* [Description of the task]: Copy each of the items below word for word, leaving nothing out.

* [Records for this exercise]:
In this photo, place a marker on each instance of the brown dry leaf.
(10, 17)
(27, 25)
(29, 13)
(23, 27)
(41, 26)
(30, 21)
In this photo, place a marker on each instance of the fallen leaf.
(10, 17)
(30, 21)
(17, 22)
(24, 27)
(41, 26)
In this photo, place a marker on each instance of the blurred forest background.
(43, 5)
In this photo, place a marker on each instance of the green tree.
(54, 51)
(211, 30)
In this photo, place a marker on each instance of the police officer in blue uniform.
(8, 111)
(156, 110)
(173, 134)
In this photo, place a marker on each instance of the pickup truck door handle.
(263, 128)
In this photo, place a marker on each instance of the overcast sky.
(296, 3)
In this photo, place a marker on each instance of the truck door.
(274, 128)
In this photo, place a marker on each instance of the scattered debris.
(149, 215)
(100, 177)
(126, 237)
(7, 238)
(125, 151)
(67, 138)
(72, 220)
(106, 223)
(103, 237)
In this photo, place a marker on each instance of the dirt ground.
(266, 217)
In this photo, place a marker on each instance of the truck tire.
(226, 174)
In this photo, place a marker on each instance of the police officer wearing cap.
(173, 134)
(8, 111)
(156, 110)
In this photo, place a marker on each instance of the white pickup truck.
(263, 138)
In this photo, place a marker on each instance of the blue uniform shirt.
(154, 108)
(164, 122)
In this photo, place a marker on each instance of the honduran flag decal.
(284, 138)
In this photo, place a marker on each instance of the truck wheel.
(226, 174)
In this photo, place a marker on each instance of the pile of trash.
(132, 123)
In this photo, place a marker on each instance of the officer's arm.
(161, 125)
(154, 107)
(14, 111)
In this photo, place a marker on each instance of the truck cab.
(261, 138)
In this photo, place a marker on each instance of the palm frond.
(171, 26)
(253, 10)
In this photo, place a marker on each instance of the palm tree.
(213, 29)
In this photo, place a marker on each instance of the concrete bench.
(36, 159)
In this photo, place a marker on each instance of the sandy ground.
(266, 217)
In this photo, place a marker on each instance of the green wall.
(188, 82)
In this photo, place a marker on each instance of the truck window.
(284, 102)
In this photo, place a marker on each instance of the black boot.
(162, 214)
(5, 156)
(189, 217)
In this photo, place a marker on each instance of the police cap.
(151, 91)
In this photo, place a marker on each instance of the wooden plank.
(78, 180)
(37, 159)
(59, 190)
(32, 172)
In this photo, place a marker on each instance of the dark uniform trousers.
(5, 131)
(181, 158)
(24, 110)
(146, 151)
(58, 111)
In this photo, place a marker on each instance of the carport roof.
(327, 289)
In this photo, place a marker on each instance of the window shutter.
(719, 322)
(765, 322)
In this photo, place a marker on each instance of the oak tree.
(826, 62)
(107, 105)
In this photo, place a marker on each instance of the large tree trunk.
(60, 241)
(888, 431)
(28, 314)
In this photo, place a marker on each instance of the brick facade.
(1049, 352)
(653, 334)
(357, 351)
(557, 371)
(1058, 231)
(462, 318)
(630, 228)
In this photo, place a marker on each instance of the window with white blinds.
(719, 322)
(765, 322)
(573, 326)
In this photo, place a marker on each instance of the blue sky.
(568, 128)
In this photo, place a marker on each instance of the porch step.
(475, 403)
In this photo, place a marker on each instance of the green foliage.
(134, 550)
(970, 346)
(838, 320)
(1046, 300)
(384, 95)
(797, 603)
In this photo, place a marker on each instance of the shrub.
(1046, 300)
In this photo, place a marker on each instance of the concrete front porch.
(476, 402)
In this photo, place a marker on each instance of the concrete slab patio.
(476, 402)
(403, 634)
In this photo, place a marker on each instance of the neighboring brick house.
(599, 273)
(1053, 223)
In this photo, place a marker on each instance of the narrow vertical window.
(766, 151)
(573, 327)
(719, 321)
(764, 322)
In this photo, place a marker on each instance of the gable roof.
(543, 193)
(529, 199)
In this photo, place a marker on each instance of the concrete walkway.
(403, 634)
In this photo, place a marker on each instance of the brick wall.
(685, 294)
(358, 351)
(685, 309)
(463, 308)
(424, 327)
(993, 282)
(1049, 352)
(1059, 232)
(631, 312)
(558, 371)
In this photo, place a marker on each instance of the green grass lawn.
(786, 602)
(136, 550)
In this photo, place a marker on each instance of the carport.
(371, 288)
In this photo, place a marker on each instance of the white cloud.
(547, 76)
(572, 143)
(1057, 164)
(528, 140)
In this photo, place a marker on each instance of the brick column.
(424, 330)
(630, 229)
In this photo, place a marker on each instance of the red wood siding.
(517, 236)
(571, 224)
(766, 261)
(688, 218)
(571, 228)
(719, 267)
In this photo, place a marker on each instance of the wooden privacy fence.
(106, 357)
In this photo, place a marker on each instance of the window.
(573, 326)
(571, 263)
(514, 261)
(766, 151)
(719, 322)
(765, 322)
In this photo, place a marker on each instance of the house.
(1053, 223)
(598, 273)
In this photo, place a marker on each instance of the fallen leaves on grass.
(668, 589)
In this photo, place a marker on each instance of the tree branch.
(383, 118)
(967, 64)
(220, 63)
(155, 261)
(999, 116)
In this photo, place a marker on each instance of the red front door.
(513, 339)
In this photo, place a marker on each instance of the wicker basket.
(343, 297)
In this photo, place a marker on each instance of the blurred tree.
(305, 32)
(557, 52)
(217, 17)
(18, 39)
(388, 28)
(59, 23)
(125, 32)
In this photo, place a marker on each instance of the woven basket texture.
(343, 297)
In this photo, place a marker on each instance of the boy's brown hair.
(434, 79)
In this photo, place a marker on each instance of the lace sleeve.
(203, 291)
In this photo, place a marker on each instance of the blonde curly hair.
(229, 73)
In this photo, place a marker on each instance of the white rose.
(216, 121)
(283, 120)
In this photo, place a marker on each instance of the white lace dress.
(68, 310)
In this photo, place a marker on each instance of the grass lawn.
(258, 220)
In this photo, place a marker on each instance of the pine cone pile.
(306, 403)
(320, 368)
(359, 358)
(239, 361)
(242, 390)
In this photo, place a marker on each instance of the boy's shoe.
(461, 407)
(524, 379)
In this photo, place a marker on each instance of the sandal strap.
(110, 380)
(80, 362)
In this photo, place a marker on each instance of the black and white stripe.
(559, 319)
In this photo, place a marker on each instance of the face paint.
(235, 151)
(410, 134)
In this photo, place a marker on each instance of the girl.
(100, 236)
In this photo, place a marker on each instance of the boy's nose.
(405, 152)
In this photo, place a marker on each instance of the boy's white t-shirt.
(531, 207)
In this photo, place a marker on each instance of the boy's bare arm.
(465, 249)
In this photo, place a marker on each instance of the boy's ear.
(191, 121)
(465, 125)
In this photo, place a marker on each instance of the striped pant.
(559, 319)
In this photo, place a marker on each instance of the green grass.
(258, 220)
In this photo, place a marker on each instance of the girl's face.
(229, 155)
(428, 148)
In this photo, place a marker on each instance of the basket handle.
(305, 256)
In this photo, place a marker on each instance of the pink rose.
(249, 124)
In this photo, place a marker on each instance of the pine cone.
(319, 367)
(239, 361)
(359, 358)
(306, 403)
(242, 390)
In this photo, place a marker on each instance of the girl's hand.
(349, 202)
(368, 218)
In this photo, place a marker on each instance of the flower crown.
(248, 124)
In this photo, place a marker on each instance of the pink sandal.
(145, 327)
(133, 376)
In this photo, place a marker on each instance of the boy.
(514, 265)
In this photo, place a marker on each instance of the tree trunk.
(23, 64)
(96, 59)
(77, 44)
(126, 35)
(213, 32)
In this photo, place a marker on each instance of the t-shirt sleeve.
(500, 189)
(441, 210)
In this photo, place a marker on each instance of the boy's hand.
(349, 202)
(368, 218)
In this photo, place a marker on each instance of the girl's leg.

* [Worked solution]:
In this photo, place a marker on each instance of the brown dry leaf.
(10, 17)
(27, 25)
(29, 13)
(23, 27)
(41, 26)
(30, 21)
In this photo, place a marker on each instance of the fallen leaf.
(10, 17)
(30, 21)
(17, 22)
(24, 27)
(41, 26)
In this photo, place a marker on each instance of the blurred forest background.
(43, 5)
In this photo, place a marker on each instance of the green tree.
(54, 51)
(211, 30)
In this photo, place a marker on each instance of the police officer in blue uniform.
(8, 111)
(156, 110)
(173, 134)
In this photo, place a marker on each instance of the pickup truck door handle.
(263, 128)
In this photo, place a marker on each instance of the overcast sky.
(296, 3)
In this photo, place a marker on each instance of the truck door.
(274, 128)
In this photo, place a marker on each instance of the scattered debris.
(149, 215)
(100, 177)
(126, 237)
(7, 238)
(125, 151)
(67, 138)
(72, 220)
(106, 223)
(103, 237)
In this photo, place a marker on each instance of the dirt ground.
(266, 217)
In this photo, place a marker on each instance of the truck tire.
(226, 174)
In this photo, place a marker on each instance of the police officer wearing cap.
(173, 134)
(8, 111)
(156, 110)
In this photo, place a marker on each instance of the white pickup truck.
(263, 138)
In this photo, place a marker on each instance of the blue uniform shirt.
(154, 108)
(164, 122)
In this photo, place a marker on each instance of the honduran flag decal.
(284, 138)
In this photo, place a marker on each instance of the truck wheel.
(226, 174)
In this photo, place a marker on each instance of the pile of trash.
(132, 123)
In this photo, place a marker on each instance of the officer's arm.
(161, 125)
(154, 107)
(14, 111)
In this photo, place a marker on each instance of the truck cab.
(261, 138)
In this photo, place a marker on each instance of the palm frond.
(171, 26)
(253, 10)
In this photo, place a marker on each instance of the palm tree.
(213, 29)
In this photo, place a marker on each instance of the concrete bench.
(36, 159)
In this photo, place a marker on each instance of the sandy ground.
(266, 217)
In this photo, place a marker on each instance of the green wall.
(188, 82)
In this photo, place a marker on each instance of the truck window.
(284, 102)
In this photo, place a marker on each instance of the black boot.
(162, 214)
(5, 156)
(189, 217)
In this photo, place a marker on each instance of the police cap.
(151, 91)
In this photo, place a marker on each instance of the wooden plank.
(78, 180)
(37, 159)
(59, 190)
(32, 172)
In this photo, place a marker on each instance of the dark uniform trousers.
(5, 131)
(181, 158)
(24, 110)
(146, 151)
(58, 111)
In this photo, place a marker on each instance of the carport roof.
(327, 289)
In this photo, place a marker on each instance of the window shutter.
(719, 322)
(765, 322)
In this photo, place a marker on each instance of the oak tree.
(826, 62)
(107, 105)
In this photo, place a marker on each instance of the large tree trunk.
(60, 241)
(888, 431)
(28, 314)
In this photo, place a marker on each instance of the brick facade.
(1049, 352)
(653, 334)
(357, 351)
(557, 371)
(1058, 231)
(462, 318)
(630, 228)
In this photo, place a marker on each instance of the window with white blinds.
(719, 322)
(765, 322)
(573, 326)
In this photo, place a marker on each instance of the blue sky.
(568, 128)
In this photo, place a marker on each instance of the porch step.
(475, 403)
In this photo, place a marker on each instance of the green foliage.
(134, 550)
(970, 346)
(838, 320)
(1046, 300)
(384, 95)
(797, 603)
In this photo, place a marker on each instance of the shrub.
(1046, 300)
In this photo, place a marker on each instance of the concrete front porch.
(476, 402)
In this photo, place a marker on each instance of the concrete slab patio.
(476, 402)
(403, 634)
In this photo, place a marker on each instance of the neighboring brick house.
(599, 273)
(1053, 223)
In this photo, place a marker on each instance of the narrow vertical window.
(766, 151)
(573, 327)
(719, 321)
(764, 322)
In this photo, place a marker on each instance of the gable roof.
(543, 193)
(529, 199)
In this photo, place a marker on each instance of the concrete walkway.
(403, 634)
In this photo, place a marker on each instance of the brick wall.
(685, 294)
(358, 351)
(685, 309)
(463, 308)
(424, 327)
(993, 282)
(1049, 352)
(1059, 232)
(631, 312)
(558, 371)
In this photo, place a marker on each instance of the green grass lawn.
(786, 602)
(136, 550)
In this photo, place a marker on each instance of the carport.
(371, 288)
In this photo, place a marker on each instance of the white cloud.
(547, 76)
(572, 143)
(1057, 164)
(528, 140)
In this photo, place a marker on each instance of the brick column.
(424, 330)
(630, 229)
In this photo, place a marker on each instance of the red wood siding.
(517, 236)
(571, 224)
(766, 261)
(688, 218)
(571, 228)
(719, 267)
In this photo, place a marker on each instance of the wooden privacy fence.
(106, 357)
In this photo, place a marker on each instance of the window.
(573, 326)
(571, 263)
(514, 261)
(766, 151)
(719, 322)
(765, 322)
In this photo, place a marker on each instance of the house.
(1053, 223)
(598, 273)
In this photo, place a marker on each instance of the fallen leaves on grass.
(668, 589)
In this photo, place a marker on each instance of the tree branch.
(383, 118)
(967, 64)
(220, 63)
(155, 261)
(999, 116)
In this photo, place a marker on each instance of the red front door.
(513, 339)
In this photo, place a marker on each instance of the wicker basket.
(343, 297)
In this photo, place a marker on each instance of the blurred tree.
(305, 32)
(557, 52)
(217, 17)
(18, 39)
(388, 28)
(59, 23)
(125, 32)
In this photo, place a marker on each instance of the woven basket texture.
(343, 297)
In this photo, place a marker on each instance of the boy's brown hair.
(434, 79)
In this photo, place a marker on each instance of the lace sleeve.
(203, 291)
In this photo, place a marker on each instance of the blonde curly hair.
(229, 73)
In this photo, place a marker on each instance of the white rose.
(216, 121)
(283, 120)
In this photo, place a marker on each instance of the white lace dress.
(68, 310)
In this photo, place a marker on each instance of the grass lawn.
(258, 220)
In this photo, place a marker on each instance of the pine cone pile.
(306, 403)
(320, 368)
(359, 358)
(239, 361)
(242, 390)
In this photo, place a marker on each instance of the boy's shoe.
(461, 407)
(524, 379)
In this photo, place a marker on each instance of the sandal strap.
(110, 380)
(80, 362)
In this photo, place a marker on each instance of the black and white stripe.
(559, 319)
In this photo, place a marker on each instance of the face paint.
(235, 151)
(410, 134)
In this photo, place a marker on each instance of the girl.
(100, 236)
In this photo, place a marker on each instance of the boy's nose.
(405, 152)
In this photo, place a marker on each instance of the boy's white t-shirt.
(531, 207)
In this photo, place a marker on each instance of the boy's bare arm.
(465, 249)
In this photo, place a marker on each instance of the boy's ear.
(191, 121)
(465, 125)
In this photo, place a marker on each instance of the striped pant.
(559, 319)
In this photo, place a marker on each instance of the green grass.
(258, 220)
In this photo, place a marker on each instance of the girl's face.
(229, 155)
(428, 148)
In this photo, place a marker on each instance of the basket handle.
(305, 256)
In this photo, place a marker on each instance of the pink rose.
(249, 124)
In this photo, place a marker on each instance of the pine cone.
(319, 367)
(239, 361)
(359, 358)
(306, 403)
(242, 390)
In this photo, place a marker on each instance of the girl's hand.
(349, 202)
(368, 218)
In this photo, place a marker on each instance of the flower crown.
(248, 124)
In this photo, place a marker on each instance of the pink sandal.
(145, 327)
(133, 376)
In this photo, place a marker on each instance of the boy.
(514, 265)
In this photo, place a marker on each instance of the tree trunk.
(23, 64)
(96, 59)
(77, 44)
(126, 35)
(213, 32)
In this photo, place a marker on each instance of the t-shirt sleeve.
(500, 189)
(441, 210)
In this photo, place a marker on each instance of the boy's hand.
(349, 202)
(368, 218)
In this photo, place a marker on each instance of the girl's leg.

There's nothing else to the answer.